:: Exercise objective ::
Transcribe exactly the stretch of lines beginning at the one containing "Task: where can the woman's lips" and closing with the last line of the entries below. Omit images.
++++++++++++++++++++
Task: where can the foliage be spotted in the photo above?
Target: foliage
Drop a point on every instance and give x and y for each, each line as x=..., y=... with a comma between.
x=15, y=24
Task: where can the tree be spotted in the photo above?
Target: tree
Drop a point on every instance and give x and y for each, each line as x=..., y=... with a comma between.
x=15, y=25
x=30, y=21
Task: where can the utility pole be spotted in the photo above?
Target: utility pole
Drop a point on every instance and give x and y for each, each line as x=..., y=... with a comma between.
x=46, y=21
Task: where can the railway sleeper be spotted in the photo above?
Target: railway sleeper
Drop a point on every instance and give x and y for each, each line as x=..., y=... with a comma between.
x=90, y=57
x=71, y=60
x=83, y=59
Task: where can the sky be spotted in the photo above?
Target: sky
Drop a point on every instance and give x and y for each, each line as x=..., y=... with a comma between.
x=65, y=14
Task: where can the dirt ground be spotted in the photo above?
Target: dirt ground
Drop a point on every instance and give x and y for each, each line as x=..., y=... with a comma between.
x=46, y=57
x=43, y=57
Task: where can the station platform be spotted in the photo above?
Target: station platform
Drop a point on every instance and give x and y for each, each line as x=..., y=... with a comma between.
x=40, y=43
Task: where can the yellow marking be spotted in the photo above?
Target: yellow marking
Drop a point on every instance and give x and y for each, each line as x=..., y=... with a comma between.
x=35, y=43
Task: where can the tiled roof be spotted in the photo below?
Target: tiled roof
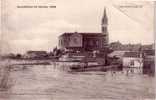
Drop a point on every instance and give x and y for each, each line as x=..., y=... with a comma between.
x=117, y=54
x=82, y=33
x=131, y=54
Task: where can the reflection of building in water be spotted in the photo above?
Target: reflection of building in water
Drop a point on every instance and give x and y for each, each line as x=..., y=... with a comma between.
x=86, y=41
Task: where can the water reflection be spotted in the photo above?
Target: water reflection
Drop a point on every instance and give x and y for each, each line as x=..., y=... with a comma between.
x=53, y=82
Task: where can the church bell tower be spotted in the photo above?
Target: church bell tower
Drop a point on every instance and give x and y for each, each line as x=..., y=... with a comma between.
x=104, y=25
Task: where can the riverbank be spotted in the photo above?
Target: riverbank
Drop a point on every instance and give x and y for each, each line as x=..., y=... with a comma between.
x=51, y=83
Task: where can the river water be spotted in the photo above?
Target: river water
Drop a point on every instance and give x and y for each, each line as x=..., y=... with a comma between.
x=51, y=82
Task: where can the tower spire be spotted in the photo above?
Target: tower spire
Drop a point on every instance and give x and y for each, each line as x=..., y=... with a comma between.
x=104, y=25
x=104, y=22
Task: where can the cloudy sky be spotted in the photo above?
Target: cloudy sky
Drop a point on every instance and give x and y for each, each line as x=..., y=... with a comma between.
x=38, y=28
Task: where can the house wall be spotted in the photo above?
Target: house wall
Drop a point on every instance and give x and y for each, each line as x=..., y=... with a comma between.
x=132, y=62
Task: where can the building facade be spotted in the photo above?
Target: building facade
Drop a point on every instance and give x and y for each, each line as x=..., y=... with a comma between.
x=86, y=41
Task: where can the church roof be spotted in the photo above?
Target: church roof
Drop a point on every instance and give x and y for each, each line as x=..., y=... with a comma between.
x=82, y=33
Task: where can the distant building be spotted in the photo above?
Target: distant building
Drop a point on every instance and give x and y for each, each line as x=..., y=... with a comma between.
x=36, y=54
x=86, y=41
x=133, y=61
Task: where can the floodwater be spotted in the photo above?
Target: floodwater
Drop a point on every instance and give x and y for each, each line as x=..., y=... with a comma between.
x=51, y=82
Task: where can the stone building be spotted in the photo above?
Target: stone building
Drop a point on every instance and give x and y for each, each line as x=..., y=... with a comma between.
x=86, y=41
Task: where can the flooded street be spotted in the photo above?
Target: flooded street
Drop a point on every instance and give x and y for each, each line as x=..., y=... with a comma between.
x=49, y=82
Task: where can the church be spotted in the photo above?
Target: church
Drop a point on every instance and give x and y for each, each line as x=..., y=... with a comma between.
x=86, y=42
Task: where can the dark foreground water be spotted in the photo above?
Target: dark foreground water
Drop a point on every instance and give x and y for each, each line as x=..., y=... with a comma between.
x=52, y=83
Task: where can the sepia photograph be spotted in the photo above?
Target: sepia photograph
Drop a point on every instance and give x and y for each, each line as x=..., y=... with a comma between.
x=77, y=50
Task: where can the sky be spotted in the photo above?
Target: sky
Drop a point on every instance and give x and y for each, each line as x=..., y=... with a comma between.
x=38, y=28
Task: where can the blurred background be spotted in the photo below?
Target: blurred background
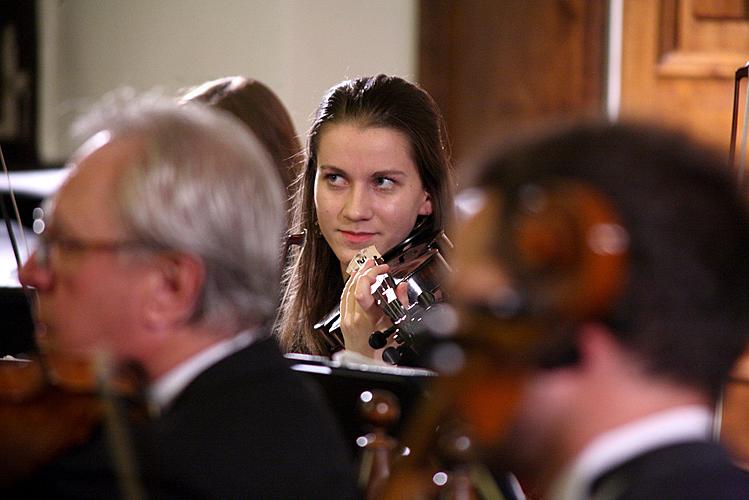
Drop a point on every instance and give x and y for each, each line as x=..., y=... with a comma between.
x=492, y=65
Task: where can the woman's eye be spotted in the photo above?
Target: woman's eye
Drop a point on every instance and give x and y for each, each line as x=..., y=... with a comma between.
x=384, y=182
x=335, y=179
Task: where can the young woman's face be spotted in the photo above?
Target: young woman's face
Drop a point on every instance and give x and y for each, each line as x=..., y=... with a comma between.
x=367, y=189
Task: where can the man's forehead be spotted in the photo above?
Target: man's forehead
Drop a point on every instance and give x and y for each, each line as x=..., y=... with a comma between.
x=87, y=194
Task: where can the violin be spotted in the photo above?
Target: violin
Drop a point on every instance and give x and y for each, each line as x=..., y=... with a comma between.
x=52, y=403
x=567, y=263
x=419, y=260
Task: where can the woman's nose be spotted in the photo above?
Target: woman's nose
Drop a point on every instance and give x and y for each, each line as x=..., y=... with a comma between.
x=358, y=204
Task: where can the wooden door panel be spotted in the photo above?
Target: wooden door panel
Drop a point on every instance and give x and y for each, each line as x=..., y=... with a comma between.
x=678, y=62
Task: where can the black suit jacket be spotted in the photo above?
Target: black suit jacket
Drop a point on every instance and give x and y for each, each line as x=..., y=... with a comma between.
x=685, y=471
x=247, y=427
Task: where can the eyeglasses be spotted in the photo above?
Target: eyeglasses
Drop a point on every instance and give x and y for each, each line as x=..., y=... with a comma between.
x=49, y=239
x=45, y=244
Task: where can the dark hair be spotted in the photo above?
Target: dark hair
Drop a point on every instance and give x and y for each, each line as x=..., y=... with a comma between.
x=313, y=283
x=263, y=112
x=685, y=308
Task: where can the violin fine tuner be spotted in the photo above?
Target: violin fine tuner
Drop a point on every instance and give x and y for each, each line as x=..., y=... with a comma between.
x=419, y=262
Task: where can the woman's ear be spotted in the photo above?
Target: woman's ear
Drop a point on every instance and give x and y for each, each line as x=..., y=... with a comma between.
x=426, y=206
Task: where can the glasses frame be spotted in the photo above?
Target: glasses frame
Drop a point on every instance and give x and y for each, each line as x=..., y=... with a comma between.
x=47, y=240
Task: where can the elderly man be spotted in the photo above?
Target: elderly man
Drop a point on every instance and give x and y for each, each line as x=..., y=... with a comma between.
x=162, y=249
x=624, y=249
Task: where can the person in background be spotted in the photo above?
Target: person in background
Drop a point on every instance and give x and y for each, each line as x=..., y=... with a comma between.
x=377, y=166
x=260, y=109
x=145, y=257
x=619, y=401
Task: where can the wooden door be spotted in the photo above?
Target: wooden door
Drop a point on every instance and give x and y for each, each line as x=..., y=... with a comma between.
x=494, y=66
x=679, y=58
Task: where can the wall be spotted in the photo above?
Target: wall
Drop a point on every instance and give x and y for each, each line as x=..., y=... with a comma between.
x=297, y=47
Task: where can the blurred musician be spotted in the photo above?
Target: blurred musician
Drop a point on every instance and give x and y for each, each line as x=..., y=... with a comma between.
x=258, y=107
x=622, y=407
x=377, y=165
x=162, y=248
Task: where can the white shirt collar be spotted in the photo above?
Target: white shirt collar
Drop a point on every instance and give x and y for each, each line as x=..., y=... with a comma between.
x=164, y=390
x=685, y=423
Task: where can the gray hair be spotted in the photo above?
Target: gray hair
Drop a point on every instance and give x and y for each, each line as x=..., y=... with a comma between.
x=206, y=187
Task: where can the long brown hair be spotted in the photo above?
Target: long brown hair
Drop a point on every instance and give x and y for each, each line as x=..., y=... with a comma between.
x=313, y=281
x=263, y=112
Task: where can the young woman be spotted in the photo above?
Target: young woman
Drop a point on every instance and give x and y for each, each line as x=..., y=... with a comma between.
x=377, y=164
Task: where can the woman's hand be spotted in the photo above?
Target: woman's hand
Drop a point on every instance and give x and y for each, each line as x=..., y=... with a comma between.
x=360, y=314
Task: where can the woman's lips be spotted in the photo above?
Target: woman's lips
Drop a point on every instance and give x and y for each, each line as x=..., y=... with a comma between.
x=356, y=238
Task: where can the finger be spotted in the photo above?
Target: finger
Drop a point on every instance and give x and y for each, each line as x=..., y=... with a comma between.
x=401, y=291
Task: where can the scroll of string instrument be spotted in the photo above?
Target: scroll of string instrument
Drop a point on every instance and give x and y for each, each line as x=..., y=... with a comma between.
x=52, y=401
x=420, y=262
x=565, y=251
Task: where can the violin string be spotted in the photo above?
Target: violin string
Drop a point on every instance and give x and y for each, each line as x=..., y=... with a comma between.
x=11, y=234
x=120, y=444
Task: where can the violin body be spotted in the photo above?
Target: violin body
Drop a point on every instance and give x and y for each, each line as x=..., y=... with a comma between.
x=49, y=406
x=419, y=261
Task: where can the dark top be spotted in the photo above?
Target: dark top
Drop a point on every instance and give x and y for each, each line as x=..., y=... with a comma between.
x=247, y=427
x=685, y=471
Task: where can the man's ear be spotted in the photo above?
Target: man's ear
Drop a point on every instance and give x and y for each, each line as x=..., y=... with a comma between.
x=175, y=286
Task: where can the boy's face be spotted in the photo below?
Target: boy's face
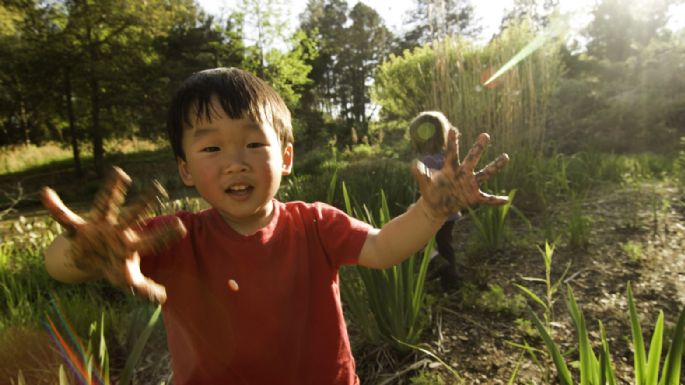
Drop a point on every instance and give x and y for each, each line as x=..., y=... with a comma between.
x=236, y=165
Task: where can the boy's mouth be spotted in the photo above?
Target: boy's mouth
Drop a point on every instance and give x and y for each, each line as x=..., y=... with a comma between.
++++++++++++++++++++
:: Solved exercise ::
Task: where can the woman's lips be spotted in the photo above?
Target: woman's lips
Drop a point on every instance and give x and y for each, each line as x=..., y=... with a comma between.
x=356, y=238
Task: where can the finger be spotted in the photo above?
Target: finger
Drop a point on every instance and give x and y for each, each line as x=..., y=... with a comma between.
x=401, y=291
Task: where can the scroll of string instrument be spotted in the photo above?
Target: scroll of string instrument
Drop a point on every instance and give x and y for each, each line as x=..., y=... with a comma between.
x=52, y=401
x=420, y=262
x=565, y=251
Task: where can the violin string be spotted in the photo above?
Target: violin string
Drop a point on every instance and give x and y for each, each line as x=..., y=... with a comma between.
x=11, y=234
x=120, y=444
Task: where can the violin body be spotted in the photo above?
Target: violin body
Drop a point on every instance and give x and y for each, each line as x=..., y=... with a comma between.
x=49, y=406
x=419, y=261
Task: where can the dark top be spotted in the photo above?
Target: dark top
Drop a point on every instance and give x and y for each, each line as x=..., y=... with a comma between.
x=247, y=427
x=685, y=471
Task: where can the man's ear be spotted in the photo above?
Target: man's ear
Drop a point on every instance and give x and y for each, each line as x=..., y=... with a comma between.
x=175, y=286
Task: where can the boy's face be spotted in the photo below?
Target: boy's face
Drop a point on every instance and give x and y for each, each line as x=..., y=... with a comma between.
x=236, y=165
Task: where can the boy's mouth be spotted in the photo above?
Target: boy's mouth
Drop a point on every instance and give x and y for each, each line as x=..., y=... with a comma between.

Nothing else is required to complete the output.